### Try it
Write out all of the records exactly once more and skip the images.

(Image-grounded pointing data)
Start of Block

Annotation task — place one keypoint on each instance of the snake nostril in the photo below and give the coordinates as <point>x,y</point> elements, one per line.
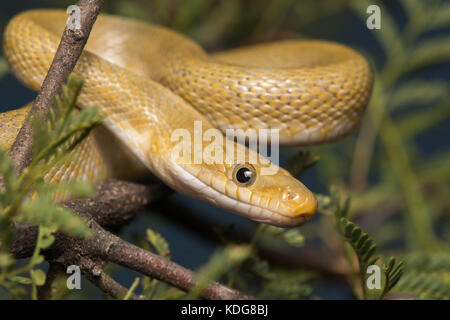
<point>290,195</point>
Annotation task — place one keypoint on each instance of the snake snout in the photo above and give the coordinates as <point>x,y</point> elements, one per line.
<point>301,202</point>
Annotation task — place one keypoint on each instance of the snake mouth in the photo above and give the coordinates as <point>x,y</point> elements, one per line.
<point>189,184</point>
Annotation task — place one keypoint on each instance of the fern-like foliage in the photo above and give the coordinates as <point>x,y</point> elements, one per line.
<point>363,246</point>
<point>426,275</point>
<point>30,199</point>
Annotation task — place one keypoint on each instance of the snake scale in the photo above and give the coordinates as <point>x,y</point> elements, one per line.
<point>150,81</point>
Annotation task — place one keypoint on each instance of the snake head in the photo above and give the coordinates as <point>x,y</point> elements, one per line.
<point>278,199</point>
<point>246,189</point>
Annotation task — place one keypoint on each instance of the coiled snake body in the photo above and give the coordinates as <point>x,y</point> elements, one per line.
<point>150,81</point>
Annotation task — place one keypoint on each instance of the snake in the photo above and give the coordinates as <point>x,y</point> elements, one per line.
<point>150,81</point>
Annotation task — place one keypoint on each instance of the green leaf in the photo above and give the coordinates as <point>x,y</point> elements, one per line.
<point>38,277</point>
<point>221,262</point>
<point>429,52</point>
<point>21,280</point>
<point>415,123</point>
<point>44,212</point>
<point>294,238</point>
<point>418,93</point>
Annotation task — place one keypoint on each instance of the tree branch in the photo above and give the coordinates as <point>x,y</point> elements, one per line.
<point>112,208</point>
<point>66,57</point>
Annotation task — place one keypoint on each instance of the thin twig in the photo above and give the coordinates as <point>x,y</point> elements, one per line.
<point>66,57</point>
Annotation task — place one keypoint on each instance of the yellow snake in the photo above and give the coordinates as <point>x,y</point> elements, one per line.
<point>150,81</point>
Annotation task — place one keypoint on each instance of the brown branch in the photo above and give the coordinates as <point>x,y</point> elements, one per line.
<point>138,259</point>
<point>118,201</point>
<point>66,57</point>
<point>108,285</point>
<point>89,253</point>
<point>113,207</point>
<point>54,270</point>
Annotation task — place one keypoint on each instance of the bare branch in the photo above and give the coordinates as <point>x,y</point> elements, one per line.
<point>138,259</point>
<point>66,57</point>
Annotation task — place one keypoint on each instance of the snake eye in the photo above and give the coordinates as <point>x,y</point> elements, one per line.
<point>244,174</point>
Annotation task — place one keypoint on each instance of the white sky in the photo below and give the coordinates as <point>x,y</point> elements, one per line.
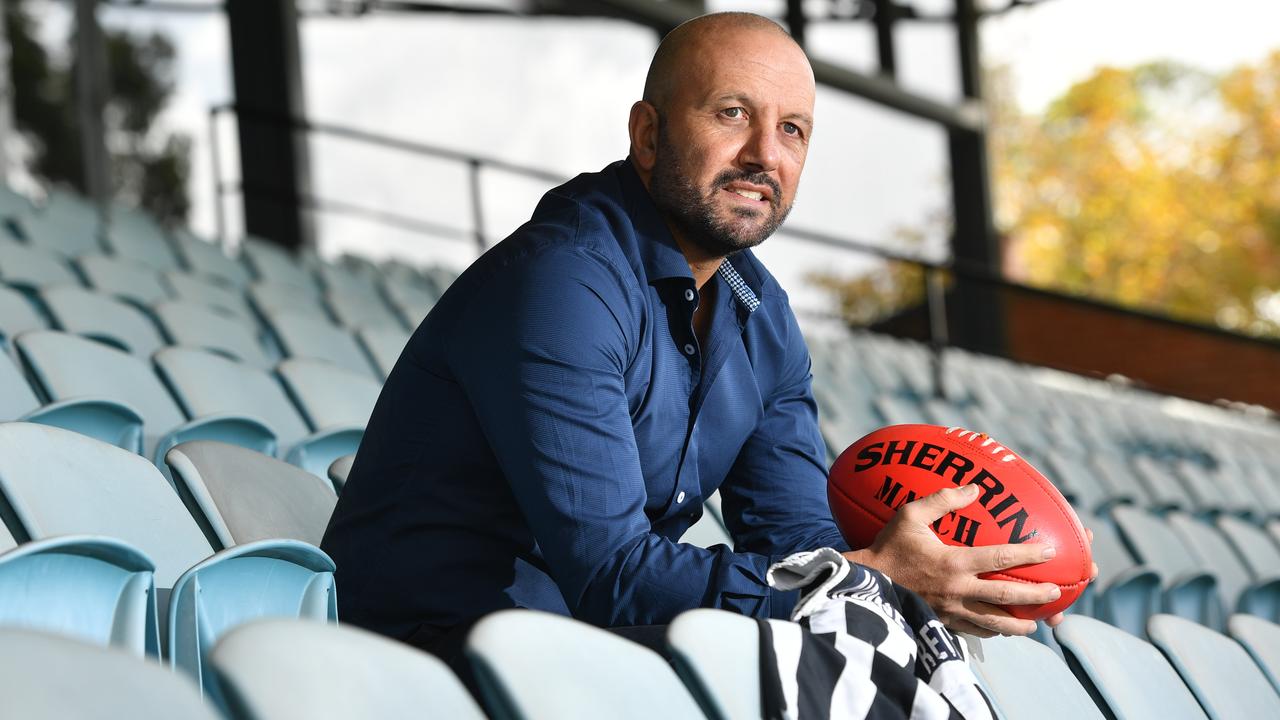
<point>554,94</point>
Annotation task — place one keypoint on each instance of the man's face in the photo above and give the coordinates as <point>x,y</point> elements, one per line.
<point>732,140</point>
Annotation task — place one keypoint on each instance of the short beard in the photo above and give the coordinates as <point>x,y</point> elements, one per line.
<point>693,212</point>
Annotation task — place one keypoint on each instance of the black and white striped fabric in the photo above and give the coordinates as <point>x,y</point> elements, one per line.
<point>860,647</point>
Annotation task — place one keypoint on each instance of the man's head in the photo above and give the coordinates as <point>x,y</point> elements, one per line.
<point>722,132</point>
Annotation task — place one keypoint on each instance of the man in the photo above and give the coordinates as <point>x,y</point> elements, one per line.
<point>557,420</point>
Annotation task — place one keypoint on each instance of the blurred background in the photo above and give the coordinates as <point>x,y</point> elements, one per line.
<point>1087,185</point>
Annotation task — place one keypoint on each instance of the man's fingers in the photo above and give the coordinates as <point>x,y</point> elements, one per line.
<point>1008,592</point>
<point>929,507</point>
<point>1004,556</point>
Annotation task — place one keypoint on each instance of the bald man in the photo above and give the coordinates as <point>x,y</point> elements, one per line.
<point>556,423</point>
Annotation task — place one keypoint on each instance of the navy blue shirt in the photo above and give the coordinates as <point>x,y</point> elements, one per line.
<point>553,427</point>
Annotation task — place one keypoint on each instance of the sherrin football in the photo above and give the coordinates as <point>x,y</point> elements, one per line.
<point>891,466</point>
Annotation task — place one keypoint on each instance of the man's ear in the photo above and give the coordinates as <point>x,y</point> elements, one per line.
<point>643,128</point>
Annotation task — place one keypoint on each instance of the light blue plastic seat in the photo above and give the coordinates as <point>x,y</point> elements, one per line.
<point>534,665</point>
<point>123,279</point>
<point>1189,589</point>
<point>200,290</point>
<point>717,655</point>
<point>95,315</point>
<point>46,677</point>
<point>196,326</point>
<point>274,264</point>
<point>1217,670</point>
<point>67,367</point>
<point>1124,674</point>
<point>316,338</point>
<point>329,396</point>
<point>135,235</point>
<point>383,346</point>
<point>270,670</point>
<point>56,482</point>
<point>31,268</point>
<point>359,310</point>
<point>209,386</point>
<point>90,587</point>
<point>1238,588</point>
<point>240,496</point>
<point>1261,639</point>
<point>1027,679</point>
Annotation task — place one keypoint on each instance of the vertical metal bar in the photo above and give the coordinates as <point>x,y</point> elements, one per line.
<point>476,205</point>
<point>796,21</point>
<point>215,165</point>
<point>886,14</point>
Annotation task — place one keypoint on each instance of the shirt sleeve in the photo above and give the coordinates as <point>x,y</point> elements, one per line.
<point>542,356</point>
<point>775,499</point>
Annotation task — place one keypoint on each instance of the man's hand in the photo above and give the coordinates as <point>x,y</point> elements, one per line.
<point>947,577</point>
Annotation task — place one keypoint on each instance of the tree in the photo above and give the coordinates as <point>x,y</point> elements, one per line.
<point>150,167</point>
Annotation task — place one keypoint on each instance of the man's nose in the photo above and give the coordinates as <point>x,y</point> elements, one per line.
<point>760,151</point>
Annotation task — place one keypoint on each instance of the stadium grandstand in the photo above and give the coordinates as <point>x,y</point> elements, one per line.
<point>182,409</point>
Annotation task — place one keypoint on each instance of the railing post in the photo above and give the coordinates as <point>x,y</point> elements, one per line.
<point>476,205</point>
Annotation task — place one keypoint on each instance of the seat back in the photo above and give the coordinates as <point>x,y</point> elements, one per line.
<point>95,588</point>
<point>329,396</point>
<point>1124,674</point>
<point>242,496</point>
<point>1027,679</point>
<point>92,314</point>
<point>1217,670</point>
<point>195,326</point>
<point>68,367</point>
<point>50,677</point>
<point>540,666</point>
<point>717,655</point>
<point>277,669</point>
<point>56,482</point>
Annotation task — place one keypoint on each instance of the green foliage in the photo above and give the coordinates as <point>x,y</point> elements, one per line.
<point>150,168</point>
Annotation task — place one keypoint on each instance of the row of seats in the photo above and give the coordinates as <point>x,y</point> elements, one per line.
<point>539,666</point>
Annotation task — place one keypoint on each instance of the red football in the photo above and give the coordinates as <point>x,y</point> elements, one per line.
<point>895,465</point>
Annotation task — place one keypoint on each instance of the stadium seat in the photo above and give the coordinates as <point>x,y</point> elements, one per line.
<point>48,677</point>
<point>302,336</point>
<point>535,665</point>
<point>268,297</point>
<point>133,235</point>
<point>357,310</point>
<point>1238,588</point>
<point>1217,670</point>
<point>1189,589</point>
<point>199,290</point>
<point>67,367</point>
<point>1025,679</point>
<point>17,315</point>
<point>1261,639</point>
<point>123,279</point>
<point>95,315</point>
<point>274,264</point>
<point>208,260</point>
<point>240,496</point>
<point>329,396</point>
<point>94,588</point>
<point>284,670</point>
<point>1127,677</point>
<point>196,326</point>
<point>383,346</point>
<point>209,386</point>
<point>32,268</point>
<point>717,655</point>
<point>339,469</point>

End of Block

### Reply to the task
Annotation task — place one keypoint on each instance of the snake nostril in the photo below and give the coordinates as <point>x,y</point> elements, one per line.
<point>290,195</point>
Annotation task — place one keypoint on each instance of the snake snout in the photo above and give the coordinates as <point>x,y</point> elements, one per line.
<point>301,202</point>
Annotation task — place one keypoint on each instance of the snake mouth in the photo above and give the coordinates as <point>x,y</point> elements, one per line.
<point>189,184</point>
Annotation task — place one keypoint on each instance of the fern-like foliage in the photo above and give the coordinates as <point>x,y</point> elements, one per line.
<point>363,246</point>
<point>426,275</point>
<point>30,199</point>
Annotation task — place one keypoint on each instance of the snake scale in the photo above and give the coordinates as <point>x,y</point> elements, one per line.
<point>150,81</point>
Annotation task — place one keypoint on each instance of the snake head in the photo above and give the coordinates as <point>x,y</point> elements, one per line.
<point>278,199</point>
<point>246,189</point>
Annotation task — place one keypoint on each instance of the coiled snake body in the photo above and give the coordinates as <point>x,y</point> elements, one per line.
<point>150,81</point>
Annotation task — place one keypoint on each instance of the snake in the photo above and give the coordinates as <point>x,y</point> elements, one per line.
<point>150,81</point>
Annotation task — place one keypoint on each instance of the green leaf in the photo above and give the coordinates as <point>x,y</point> elements, one per line.
<point>38,277</point>
<point>221,262</point>
<point>429,52</point>
<point>21,280</point>
<point>415,123</point>
<point>44,212</point>
<point>294,238</point>
<point>418,93</point>
Annotation task — place one keypoint on each instance of the tree branch in the photo above and give the coordinates as <point>x,y</point> elements, one per line.
<point>112,208</point>
<point>66,57</point>
Annotation task — place one keypoint on each instance of the thin twig in the photo above and give the coordinates as <point>x,y</point> elements, one per line.
<point>66,57</point>
Annotation task — place one keypoint on each instance of the yellow snake in the photo above and give the coordinates as <point>x,y</point> elements, one per line.
<point>150,81</point>
Annotation task — place one keypoint on each instance of the brown branch in the photo above and give the coordinates as <point>x,y</point> elements, one per line.
<point>138,259</point>
<point>118,201</point>
<point>66,57</point>
<point>108,285</point>
<point>89,253</point>
<point>113,207</point>
<point>54,270</point>
Annotation task — place one keypoint on each instance of the bare branch in the photo above and give the coordinates as <point>x,y</point> elements, one per line.
<point>138,259</point>
<point>66,57</point>
Annotation task — place one keypoint on each instance of the snake eye in the photo above and give the coordinates as <point>x,y</point> elements, one per line.
<point>244,174</point>
Annotation task — place one keypoint on each instance of the white sky in the photo below and give the coordinates as <point>x,y</point> elements, one per line.
<point>554,94</point>
Annotation task — place one keypoint on each instance of the man's face in the photo above and give the coordinates as <point>x,y</point> elements, one per line.
<point>732,140</point>
Annotation task — place one keypoint on each instance of the short beard in the photo above and give the coordinates as <point>x,y</point> elements, one per line.
<point>693,212</point>
Annotation task — place one keypoint on each instance of the black and white striped fabric in the photo above and give the coordinates as <point>x,y</point> elements, one per line.
<point>860,647</point>
Annotation task — place one keypoint on each instance of the man's head in the photo above and give the coordinates as <point>x,y</point> elements, one per line.
<point>722,132</point>
Annotation task — place one keypoint on each instance of the man in the photo above and give the coordinates as <point>x,y</point> elements, one per line.
<point>557,420</point>
Annotation task — place one keypoint on each instance of the blurred background in the photo above and give the coordinates as <point>x,y</point> elements, one per line.
<point>1087,185</point>
Annotation task — place one keypoint on each instance of the man's fingers in the photo above and give the coordinates as <point>x,y</point> elements, one per line.
<point>1008,592</point>
<point>929,507</point>
<point>1004,556</point>
Annotation task — place one keypoint on each instance of the bald man in the photo above and give the coordinates as <point>x,y</point> elements, one per line.
<point>556,423</point>
Annotation task — place one keypoint on each instance of the navy blue shirt in the photo above and give the coordinates as <point>x,y</point> elements, one per line.
<point>553,427</point>
Annotation task — place one keypoint on each instance of the sherrin football in the photo above and give the coordinates as <point>x,y</point> elements, one per line.
<point>891,466</point>
Annotation task — place one keypoint on each instance of the man's ear in the photo above and give the coordinates as <point>x,y</point> elements, one per line.
<point>643,128</point>
Annotation task — place one keypoint on each instance of the light blue plastic seat in the photo above and give the coordinates as <point>x,y</point> elements, one per line.
<point>534,665</point>
<point>123,279</point>
<point>1189,589</point>
<point>200,290</point>
<point>717,655</point>
<point>95,315</point>
<point>46,677</point>
<point>196,326</point>
<point>274,264</point>
<point>1217,670</point>
<point>67,367</point>
<point>1124,674</point>
<point>316,338</point>
<point>329,396</point>
<point>135,235</point>
<point>383,346</point>
<point>270,670</point>
<point>56,482</point>
<point>31,268</point>
<point>359,310</point>
<point>209,386</point>
<point>90,587</point>
<point>1238,588</point>
<point>240,496</point>
<point>1261,639</point>
<point>1027,679</point>
Annotation task — place one keypoint on each instance of the vertical metal bar in the photo above and give the coordinates as <point>x,y</point> elements, one per line.
<point>476,205</point>
<point>796,21</point>
<point>215,165</point>
<point>886,14</point>
Annotation task — place one keypoint on each instance of the shirt sleeve in the photo above and give the coordinates as <point>x,y</point> elements, one per line.
<point>542,356</point>
<point>775,499</point>
Annotation task — place one keypoint on each instance of the man's hand in the photo above and give the coordinates as <point>x,y</point> elements, one per line.
<point>947,577</point>
Annotation task — place one keypoint on each instance of the tree in the photo above and give the coordinates as <point>x,y</point> elements, one per line.
<point>150,167</point>
Annotation task — place one keypoint on each instance of the man's nose in the photo above and give the coordinates as <point>x,y</point> elements, one per line.
<point>760,151</point>
Annotation task — place one keypoint on each instance of the stadium grandstand in the photo above and give the coordinates as <point>x,y</point> elements, one per line.
<point>182,409</point>
Annotation task — place one keypoint on each instance of the railing post in the photo above and give the coordinates as <point>x,y</point> elements, one per line.
<point>476,205</point>
Annotation task — place one keypoint on each instance of the seat back in the photo above and give the coordinates as <point>x,y</point> elements, one per line.
<point>95,588</point>
<point>329,396</point>
<point>1124,674</point>
<point>242,496</point>
<point>1027,679</point>
<point>92,314</point>
<point>1217,670</point>
<point>195,326</point>
<point>68,367</point>
<point>50,677</point>
<point>540,666</point>
<point>717,655</point>
<point>277,669</point>
<point>56,482</point>
Annotation task — place one keypoint on each instance of the green foliage in the photo above and give the coordinates as <point>x,y</point> elements, one per line.
<point>150,168</point>
Annotation task — place one keypoint on each instance of the row of seats in the photo above and give the coordinates as <point>x,y</point> elements, one per line.
<point>539,666</point>
Annotation task — place one keypoint on each instance of the red football in the photo above and give the coordinates as <point>x,y</point> elements, one per line.
<point>895,465</point>
Annotation task — place one keypoint on each instance of the stadium seat in the photo above and give the coordinates as <point>x,y</point> elements, one per line.
<point>48,677</point>
<point>302,336</point>
<point>535,665</point>
<point>268,297</point>
<point>133,235</point>
<point>357,310</point>
<point>1238,588</point>
<point>1217,670</point>
<point>1189,589</point>
<point>199,290</point>
<point>67,367</point>
<point>1025,679</point>
<point>17,315</point>
<point>1261,639</point>
<point>123,279</point>
<point>95,315</point>
<point>274,264</point>
<point>208,260</point>
<point>240,496</point>
<point>329,396</point>
<point>94,588</point>
<point>284,670</point>
<point>1127,677</point>
<point>196,326</point>
<point>383,346</point>
<point>209,386</point>
<point>32,268</point>
<point>717,655</point>
<point>339,469</point>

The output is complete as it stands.